> **Activity 1**: Copy the passage of the cerebral palsy account starting with "After interviewing my" and going on through "they became concerned.".
> **Activity 2**: Continue the account of the cerebral palsy diagnosis from the point where it stops.

> **Source extract**:
Even though my cerebral palsy was most likely developed in the womb, I wasn’t diagnosed until I was two years old. The floppy and hypertonic muscles and movements of babies with cerebral palsy are so similar to that of any other newborn that unless it is a severe case, it isn’t noticed until months down the road, when developmental milestones are missed, or something seems ‘not quite right’. Even then, doctors want to rule out other possibilities before making a diagnosis.
After interviewing my parents, this is what I learned about how they found out I had CP:
I wasn’t crawling until about 10 months, but when I ‘crawled’ I just pulled myself with my arms and upper body, and my legs dragged behind.
Since some babies learn to crawl this way, my mom didn’t think much of it. My dad wondered if there was a problem, because the muscles in my legs always seemed tight and contracted, and my feet and toes were always pointed down.
My mom noticed had more trouble with my left side.
When I learned to stand I always stood on my toes. When I learned to walk a long time after, I walked on my toes. Since my mom walked on her toes when she was young, she didn’t think much of that either. But when it seemed to be getting worse with time instead of better, they became concerned.

> **Recorded data**:
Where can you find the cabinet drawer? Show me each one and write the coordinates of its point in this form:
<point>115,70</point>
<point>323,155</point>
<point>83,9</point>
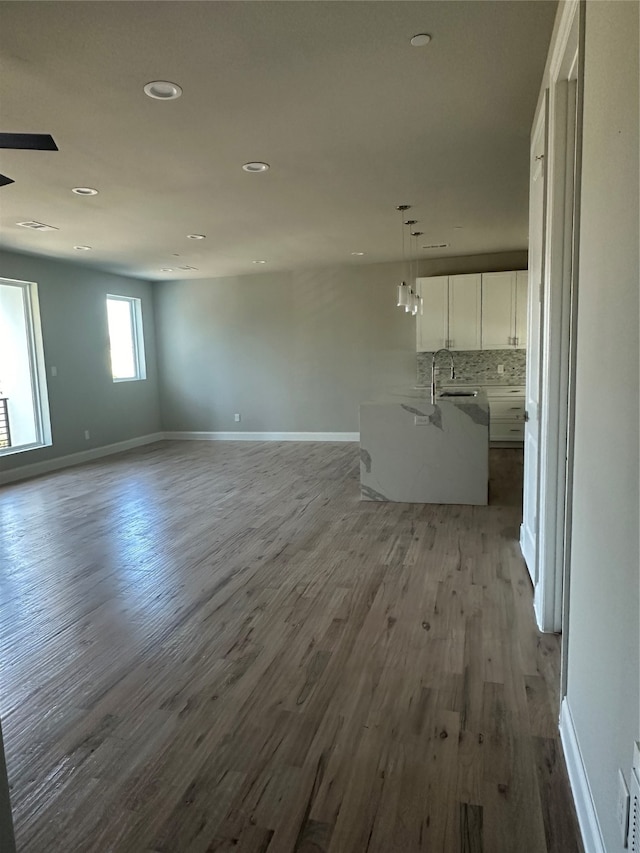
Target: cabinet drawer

> **Response area 1**:
After interviewing my parents, this is what I learned about how they found out I had CP:
I wasn’t crawling until about 10 months, but when I ‘crawled’ I just pulled myself with my arms and upper body, and my legs dragged behind.
Since some babies learn to crawl this way, my mom didn’t think much of it. My dad wondered if there was a problem, because the muscles in my legs always seemed tight and contracted, and my feet and toes were always pointed down.
My mom noticed had more trouble with my left side.
When I learned to stand I always stood on my toes. When I learned to walk a long time after, I walked on my toes. Since my mom walked on her toes when she was young, she didn’t think much of that either. But when it seemed to be getting worse with time instead of better, they became concerned.

> **Response area 2**:
It should be noted that I have a mild case of CP. A lot of babies’ symptoms are much more obvious. Still, unless the baby has a severe case, it probably won’t be noticed until the baby starts trying (or should be trying) to get around on its own.
One of the tell-tale symptoms is a failure to reach developmental milestones, like pushing up, crawling, and walking. Other symptoms can be:
- Continuing primitive (newborn) reflexes after 6 months of age [americanpregnancy.org]
- Muscles that are abnormally stiff or floppy
- Lack of coordination
- Tremors or involuntary movements
- Writhing movements
- Preference and better use of one side of the body
- Drooling (beyond appropriate age)
- Trouble with sucking, eating, and swallowing
- Speech difficulties
The symptoms depend on the type of CP, which depends on the part of the brain that was damaged. The severity of the symptoms depends on the extent of brain damage. Most of these symptoms would be difficult to see in a baby, which is why CP is normally not detected until between 1 and 3 years of age.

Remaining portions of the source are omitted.